■ Work to do ■
Output the entries below between the lines holding "Practice. Point out each instance of the man's black" and "pixel 621 382", inclusive, as a two-column CSV with the columns entry_text and answer and one row per entry. Put each value in a single quoted field, replacing line breaks with spaces.

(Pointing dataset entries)
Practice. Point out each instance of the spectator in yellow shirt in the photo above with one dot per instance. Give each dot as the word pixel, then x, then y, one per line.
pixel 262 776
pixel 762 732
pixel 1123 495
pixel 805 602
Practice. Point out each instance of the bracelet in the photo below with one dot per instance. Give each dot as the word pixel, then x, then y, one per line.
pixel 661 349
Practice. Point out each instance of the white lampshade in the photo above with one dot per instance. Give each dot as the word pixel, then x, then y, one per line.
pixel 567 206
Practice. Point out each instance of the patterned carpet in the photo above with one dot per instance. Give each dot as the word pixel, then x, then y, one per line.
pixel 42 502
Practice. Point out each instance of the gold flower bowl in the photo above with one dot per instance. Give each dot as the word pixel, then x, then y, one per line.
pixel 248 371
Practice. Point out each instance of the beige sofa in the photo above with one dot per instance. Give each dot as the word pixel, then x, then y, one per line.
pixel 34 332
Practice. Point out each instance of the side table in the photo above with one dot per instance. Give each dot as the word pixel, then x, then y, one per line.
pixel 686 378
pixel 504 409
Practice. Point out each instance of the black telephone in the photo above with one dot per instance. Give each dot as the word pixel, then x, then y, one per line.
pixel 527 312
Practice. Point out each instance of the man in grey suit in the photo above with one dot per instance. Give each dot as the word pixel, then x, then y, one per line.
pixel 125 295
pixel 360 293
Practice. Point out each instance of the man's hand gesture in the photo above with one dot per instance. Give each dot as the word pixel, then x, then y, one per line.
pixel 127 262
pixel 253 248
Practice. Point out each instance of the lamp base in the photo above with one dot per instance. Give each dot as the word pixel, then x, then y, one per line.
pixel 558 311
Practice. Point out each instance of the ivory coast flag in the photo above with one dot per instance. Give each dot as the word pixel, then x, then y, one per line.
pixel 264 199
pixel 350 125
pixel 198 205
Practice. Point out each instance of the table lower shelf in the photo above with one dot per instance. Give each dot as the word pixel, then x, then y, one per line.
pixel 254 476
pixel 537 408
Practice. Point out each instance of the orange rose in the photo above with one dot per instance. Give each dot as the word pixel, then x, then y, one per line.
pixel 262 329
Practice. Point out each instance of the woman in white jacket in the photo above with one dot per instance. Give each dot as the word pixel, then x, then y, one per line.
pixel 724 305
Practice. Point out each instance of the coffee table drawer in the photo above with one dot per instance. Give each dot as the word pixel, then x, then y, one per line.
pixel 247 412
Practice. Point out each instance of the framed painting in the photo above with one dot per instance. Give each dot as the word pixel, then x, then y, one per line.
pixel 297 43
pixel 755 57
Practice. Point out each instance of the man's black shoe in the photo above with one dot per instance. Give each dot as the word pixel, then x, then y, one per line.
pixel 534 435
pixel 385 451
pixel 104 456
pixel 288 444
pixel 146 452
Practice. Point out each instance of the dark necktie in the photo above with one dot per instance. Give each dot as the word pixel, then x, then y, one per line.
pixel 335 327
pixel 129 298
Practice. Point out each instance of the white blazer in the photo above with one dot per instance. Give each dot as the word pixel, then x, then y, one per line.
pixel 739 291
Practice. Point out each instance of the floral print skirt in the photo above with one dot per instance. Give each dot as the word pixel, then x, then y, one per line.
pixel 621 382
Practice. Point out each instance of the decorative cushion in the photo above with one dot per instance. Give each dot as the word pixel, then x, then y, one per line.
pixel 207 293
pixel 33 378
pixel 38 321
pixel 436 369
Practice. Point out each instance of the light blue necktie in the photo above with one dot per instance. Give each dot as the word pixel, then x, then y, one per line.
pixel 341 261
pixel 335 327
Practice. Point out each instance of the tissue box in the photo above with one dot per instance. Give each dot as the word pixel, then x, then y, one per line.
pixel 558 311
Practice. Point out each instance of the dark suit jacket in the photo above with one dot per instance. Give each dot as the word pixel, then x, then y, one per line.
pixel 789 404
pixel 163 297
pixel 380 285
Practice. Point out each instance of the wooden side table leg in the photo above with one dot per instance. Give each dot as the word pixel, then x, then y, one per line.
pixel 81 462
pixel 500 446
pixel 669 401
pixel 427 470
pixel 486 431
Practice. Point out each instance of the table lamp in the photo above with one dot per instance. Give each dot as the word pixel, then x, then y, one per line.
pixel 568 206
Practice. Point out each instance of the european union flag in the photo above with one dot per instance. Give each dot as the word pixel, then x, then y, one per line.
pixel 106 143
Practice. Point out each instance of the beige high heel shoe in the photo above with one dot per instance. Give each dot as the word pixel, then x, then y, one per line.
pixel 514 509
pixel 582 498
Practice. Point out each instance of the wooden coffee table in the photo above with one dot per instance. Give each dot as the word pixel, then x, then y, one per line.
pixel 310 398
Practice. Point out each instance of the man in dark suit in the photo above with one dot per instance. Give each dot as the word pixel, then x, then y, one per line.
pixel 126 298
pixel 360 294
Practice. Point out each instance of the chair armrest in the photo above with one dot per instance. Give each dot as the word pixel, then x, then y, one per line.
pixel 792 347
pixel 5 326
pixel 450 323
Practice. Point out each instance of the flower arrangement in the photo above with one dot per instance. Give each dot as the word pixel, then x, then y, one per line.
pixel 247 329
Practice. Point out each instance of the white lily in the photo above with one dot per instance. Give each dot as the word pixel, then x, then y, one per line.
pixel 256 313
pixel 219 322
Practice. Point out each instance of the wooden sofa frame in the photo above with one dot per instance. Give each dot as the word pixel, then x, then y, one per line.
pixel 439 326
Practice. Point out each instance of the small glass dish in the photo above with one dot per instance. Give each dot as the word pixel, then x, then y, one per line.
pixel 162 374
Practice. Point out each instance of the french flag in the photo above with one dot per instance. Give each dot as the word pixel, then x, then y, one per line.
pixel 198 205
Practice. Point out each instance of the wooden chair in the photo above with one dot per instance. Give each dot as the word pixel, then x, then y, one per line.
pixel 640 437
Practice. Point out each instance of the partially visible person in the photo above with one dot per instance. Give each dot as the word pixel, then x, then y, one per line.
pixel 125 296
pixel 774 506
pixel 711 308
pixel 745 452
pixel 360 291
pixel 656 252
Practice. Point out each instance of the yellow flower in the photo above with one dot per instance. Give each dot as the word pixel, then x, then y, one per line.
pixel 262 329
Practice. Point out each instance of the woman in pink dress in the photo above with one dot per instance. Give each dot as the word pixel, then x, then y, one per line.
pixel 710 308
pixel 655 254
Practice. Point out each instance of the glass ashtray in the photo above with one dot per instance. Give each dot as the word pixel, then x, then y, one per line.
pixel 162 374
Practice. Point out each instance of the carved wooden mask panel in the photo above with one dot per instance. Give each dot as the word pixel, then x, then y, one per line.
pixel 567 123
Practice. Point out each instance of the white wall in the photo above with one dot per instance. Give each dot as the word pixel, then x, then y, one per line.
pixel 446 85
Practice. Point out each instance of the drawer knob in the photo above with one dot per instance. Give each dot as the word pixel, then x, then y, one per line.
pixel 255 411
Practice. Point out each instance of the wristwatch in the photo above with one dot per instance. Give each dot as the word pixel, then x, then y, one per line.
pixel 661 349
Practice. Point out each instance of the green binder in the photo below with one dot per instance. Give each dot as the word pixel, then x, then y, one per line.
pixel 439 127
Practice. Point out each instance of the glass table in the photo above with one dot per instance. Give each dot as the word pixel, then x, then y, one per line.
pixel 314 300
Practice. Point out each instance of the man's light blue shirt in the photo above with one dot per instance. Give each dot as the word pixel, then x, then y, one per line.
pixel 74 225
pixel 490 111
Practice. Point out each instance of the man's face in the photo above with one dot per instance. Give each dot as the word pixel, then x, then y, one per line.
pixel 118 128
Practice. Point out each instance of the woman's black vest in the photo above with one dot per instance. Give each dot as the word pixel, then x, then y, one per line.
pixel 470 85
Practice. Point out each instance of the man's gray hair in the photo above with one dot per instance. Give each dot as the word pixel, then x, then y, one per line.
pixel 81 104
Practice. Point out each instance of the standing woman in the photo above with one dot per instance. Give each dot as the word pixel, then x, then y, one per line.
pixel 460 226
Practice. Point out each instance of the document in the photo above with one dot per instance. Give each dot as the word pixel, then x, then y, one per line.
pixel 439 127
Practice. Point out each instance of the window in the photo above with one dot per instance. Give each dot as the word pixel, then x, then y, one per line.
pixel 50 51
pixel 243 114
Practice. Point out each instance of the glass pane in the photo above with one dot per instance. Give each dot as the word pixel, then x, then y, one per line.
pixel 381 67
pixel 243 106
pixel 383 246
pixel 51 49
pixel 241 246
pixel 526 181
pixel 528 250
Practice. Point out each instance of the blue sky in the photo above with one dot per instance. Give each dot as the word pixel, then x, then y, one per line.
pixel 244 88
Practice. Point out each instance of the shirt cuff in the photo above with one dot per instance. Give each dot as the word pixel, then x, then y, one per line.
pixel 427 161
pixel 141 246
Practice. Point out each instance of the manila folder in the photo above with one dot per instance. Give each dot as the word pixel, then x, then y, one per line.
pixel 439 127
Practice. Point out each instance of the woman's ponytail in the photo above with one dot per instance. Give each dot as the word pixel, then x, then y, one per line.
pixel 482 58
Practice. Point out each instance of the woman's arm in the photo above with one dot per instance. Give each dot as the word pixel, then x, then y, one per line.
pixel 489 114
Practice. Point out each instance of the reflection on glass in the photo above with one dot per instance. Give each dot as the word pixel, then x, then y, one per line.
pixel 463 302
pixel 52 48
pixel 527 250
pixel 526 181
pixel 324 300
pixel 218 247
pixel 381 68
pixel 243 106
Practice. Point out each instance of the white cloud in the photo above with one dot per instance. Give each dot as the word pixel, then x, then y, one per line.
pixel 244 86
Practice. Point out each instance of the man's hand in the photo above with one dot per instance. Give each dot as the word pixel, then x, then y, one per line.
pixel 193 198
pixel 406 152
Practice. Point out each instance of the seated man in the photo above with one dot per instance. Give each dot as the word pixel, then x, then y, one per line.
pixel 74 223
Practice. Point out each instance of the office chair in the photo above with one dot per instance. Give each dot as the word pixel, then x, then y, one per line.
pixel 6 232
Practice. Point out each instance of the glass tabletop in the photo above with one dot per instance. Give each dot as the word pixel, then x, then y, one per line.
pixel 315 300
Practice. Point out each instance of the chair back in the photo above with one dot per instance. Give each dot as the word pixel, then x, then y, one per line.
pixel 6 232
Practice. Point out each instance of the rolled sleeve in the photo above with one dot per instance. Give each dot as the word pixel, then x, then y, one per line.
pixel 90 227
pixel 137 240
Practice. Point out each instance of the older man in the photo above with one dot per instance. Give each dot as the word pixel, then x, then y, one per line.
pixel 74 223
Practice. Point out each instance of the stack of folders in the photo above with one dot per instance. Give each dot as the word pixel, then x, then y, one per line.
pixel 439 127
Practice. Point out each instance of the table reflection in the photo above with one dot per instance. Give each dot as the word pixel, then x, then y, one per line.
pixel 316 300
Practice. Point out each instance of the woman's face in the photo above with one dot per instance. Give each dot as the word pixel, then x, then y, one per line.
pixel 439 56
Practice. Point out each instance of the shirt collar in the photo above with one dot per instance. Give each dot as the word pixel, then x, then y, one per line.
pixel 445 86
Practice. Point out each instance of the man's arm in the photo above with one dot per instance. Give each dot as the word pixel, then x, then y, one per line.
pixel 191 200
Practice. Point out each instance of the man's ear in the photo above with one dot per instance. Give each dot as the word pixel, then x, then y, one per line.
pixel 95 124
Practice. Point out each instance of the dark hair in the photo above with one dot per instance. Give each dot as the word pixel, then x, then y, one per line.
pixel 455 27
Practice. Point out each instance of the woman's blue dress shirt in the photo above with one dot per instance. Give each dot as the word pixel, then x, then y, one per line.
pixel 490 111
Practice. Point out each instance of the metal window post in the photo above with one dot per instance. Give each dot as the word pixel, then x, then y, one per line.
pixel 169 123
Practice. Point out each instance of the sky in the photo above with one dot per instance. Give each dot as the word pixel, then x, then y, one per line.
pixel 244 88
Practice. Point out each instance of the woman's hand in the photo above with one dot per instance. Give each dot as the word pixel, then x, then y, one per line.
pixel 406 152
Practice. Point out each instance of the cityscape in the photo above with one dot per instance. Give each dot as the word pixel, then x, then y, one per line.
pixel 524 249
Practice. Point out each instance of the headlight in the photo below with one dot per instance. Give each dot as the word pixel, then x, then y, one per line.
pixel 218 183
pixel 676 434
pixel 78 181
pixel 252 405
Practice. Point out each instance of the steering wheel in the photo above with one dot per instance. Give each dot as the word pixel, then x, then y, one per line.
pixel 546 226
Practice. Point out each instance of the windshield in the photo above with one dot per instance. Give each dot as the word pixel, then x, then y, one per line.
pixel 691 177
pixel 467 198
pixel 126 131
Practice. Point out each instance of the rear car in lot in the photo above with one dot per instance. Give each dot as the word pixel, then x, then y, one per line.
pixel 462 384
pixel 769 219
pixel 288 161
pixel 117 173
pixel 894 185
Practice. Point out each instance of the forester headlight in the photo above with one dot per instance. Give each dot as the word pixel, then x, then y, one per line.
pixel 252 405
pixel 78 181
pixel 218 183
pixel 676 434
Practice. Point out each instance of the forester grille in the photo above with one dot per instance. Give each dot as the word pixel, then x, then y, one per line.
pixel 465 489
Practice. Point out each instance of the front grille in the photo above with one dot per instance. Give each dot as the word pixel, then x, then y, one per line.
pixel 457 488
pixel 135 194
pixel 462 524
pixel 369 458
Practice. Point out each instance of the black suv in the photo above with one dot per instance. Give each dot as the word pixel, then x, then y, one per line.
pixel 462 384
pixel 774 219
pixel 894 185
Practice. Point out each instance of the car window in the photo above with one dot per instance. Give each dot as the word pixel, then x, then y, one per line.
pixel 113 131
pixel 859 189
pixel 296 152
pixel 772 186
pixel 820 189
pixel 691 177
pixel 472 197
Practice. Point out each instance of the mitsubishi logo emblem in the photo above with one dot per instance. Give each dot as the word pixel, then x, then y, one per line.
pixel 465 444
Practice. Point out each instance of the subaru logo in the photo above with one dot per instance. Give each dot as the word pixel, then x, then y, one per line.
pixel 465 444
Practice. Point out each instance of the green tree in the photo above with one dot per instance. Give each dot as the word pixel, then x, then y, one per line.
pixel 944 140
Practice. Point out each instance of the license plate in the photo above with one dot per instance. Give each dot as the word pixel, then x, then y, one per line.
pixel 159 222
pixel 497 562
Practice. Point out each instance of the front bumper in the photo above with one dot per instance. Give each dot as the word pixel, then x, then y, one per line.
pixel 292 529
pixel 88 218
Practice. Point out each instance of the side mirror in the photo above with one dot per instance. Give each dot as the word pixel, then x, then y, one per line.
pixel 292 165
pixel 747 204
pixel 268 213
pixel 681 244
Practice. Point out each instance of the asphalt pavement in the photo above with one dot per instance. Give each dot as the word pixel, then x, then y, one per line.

■ Exercise response ■
entry_text,answer
"Practice. Point out each instance of the man's black shoe in the photo above with one dot per instance. Give each dot as the word pixel, then x, then y, one per line.","pixel 534 435 pixel 385 451 pixel 104 456 pixel 288 444 pixel 146 452"
"Practice. Point out each instance of the dark necktie in the photo above with one dot per instance. Give each dot as the word pixel, then x, then y, one per line.","pixel 335 327 pixel 129 298"
"Practice. Point out each instance of the white blazer in the photo above with one dot per instance. Give each dot as the word pixel, then x, then y, one per line.","pixel 739 291"
"Practice. Point out each instance of the floral print skirt in the photo above with one dot per instance. Give each dot as the word pixel, then x, then y, one per line.","pixel 621 382"